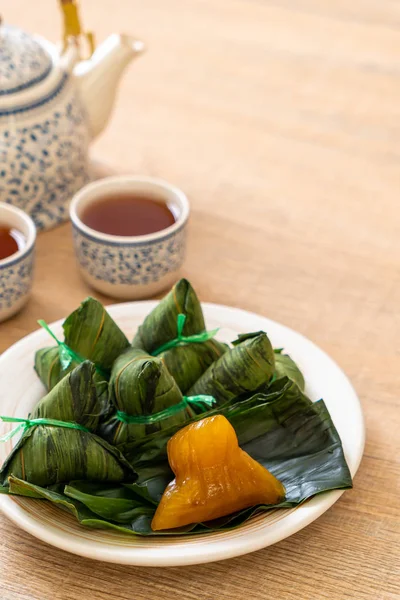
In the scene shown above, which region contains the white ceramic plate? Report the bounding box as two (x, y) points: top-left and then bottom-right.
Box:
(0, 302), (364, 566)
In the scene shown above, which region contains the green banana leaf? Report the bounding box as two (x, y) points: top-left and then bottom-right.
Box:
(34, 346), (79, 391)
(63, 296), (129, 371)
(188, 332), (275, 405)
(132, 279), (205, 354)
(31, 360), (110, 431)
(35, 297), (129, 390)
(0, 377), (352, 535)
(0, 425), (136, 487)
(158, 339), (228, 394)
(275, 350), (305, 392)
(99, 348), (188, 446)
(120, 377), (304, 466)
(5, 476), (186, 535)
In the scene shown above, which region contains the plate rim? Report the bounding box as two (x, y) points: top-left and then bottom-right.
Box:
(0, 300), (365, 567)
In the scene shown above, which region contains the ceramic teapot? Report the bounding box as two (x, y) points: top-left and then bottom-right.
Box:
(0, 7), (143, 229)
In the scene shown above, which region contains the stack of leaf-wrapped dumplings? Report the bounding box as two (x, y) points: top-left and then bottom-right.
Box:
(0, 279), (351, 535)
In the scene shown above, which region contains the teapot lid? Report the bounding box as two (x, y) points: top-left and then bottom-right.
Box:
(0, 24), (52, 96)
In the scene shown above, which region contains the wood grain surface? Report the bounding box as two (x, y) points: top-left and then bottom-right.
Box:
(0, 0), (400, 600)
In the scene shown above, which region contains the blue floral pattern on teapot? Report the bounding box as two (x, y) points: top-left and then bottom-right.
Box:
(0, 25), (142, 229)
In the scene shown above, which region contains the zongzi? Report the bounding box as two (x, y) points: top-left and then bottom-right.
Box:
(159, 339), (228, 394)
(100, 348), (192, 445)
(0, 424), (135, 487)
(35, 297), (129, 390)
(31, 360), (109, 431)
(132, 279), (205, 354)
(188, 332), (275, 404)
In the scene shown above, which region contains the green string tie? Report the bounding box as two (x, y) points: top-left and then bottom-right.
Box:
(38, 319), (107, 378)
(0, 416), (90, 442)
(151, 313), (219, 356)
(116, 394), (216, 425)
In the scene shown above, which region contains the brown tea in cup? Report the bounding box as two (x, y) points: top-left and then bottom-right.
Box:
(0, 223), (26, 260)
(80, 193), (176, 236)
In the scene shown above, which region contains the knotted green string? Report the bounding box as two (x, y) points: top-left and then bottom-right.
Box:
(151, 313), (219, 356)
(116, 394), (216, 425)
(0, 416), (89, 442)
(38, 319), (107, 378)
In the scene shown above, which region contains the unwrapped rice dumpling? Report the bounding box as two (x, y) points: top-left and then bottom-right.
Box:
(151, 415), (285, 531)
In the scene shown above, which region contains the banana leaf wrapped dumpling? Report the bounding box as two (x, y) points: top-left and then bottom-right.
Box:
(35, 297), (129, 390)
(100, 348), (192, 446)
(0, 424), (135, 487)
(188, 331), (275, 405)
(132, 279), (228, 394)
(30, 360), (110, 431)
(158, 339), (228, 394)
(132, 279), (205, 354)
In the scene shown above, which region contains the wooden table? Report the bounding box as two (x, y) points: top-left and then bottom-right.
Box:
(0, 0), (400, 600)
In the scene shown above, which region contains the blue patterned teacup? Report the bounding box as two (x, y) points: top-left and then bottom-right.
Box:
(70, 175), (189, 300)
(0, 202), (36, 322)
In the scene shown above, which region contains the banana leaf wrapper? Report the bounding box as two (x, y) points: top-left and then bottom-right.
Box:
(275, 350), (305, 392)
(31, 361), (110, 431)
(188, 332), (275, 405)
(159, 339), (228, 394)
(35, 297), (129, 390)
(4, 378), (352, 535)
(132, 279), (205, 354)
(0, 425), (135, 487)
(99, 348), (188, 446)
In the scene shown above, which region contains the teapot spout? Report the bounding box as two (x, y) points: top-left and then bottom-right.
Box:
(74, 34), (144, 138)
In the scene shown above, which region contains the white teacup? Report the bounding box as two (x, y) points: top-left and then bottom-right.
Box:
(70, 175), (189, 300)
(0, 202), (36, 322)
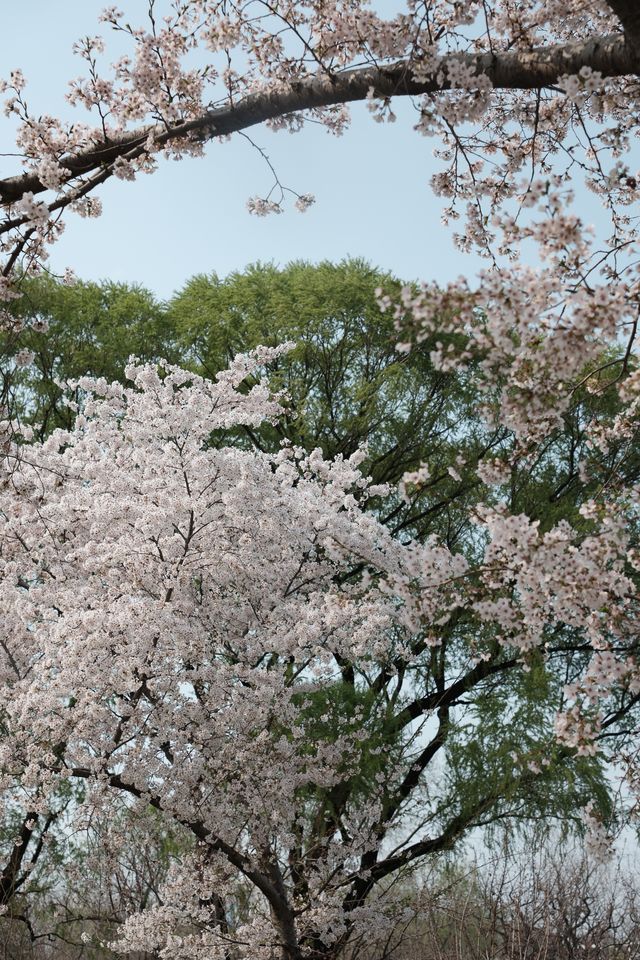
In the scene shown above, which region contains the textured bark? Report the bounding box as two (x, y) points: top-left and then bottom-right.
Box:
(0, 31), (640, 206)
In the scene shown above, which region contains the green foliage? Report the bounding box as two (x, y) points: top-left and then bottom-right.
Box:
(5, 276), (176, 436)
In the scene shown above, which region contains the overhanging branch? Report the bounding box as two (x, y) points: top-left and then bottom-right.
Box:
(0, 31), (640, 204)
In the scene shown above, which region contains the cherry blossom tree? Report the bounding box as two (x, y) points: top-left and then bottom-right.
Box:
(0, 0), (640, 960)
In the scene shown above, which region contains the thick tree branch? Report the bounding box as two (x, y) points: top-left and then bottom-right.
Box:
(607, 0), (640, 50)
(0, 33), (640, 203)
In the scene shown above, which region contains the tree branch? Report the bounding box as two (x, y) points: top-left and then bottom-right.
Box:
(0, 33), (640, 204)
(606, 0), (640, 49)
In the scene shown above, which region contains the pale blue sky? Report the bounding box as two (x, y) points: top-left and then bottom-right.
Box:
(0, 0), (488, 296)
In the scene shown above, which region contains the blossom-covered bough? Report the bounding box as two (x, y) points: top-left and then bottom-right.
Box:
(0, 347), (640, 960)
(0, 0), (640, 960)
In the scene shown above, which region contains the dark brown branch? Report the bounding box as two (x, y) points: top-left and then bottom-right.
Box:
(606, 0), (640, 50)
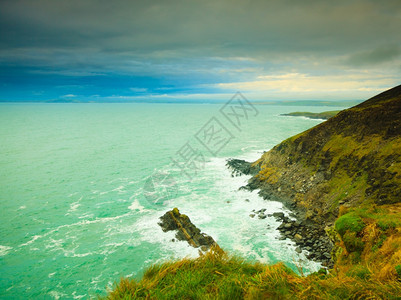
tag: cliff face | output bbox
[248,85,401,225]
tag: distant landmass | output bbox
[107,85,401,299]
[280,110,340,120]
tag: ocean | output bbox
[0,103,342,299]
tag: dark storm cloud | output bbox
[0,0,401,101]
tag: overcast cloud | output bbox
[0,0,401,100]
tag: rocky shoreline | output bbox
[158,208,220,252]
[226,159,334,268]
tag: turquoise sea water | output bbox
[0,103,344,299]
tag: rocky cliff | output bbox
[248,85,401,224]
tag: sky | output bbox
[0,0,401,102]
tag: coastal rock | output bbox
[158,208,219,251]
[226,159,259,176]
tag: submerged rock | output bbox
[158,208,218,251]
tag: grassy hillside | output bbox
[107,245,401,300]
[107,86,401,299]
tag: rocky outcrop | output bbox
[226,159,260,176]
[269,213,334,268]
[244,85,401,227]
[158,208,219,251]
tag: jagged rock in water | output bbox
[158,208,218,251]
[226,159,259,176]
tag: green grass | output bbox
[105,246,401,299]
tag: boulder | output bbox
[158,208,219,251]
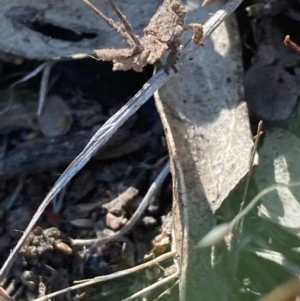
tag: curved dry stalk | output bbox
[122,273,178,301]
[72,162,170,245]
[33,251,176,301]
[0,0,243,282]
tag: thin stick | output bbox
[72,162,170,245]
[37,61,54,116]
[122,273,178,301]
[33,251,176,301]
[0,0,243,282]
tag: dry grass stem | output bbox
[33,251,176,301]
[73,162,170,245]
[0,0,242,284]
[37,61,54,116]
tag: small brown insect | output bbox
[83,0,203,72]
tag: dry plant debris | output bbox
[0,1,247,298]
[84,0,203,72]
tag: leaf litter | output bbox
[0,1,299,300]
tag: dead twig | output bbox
══════
● OBJECTIVE
Starting at the top of the records and running down through the line with "(5, 476), (186, 535)", swap "banana leaf" for "lotus leaf" and write those lines out again with nothing else changed. Leave the pictures out of your answer.

● REPLY
In the scene shown above, which region contains the white ceramic plate? Report the bounding box as two (x, y) points: top-left and then bottom-right.
Box:
(0, 302), (364, 566)
In the scene shown above, which region contains the green lotus leaf? Report the bounding box as two (x, y) points: top-left and then bottom-right.
Box:
(34, 346), (79, 391)
(63, 296), (129, 371)
(188, 332), (275, 405)
(132, 279), (205, 354)
(31, 360), (110, 431)
(35, 297), (129, 390)
(0, 377), (352, 535)
(0, 425), (136, 487)
(158, 339), (228, 394)
(275, 350), (305, 392)
(99, 348), (188, 446)
(120, 377), (304, 466)
(5, 476), (186, 535)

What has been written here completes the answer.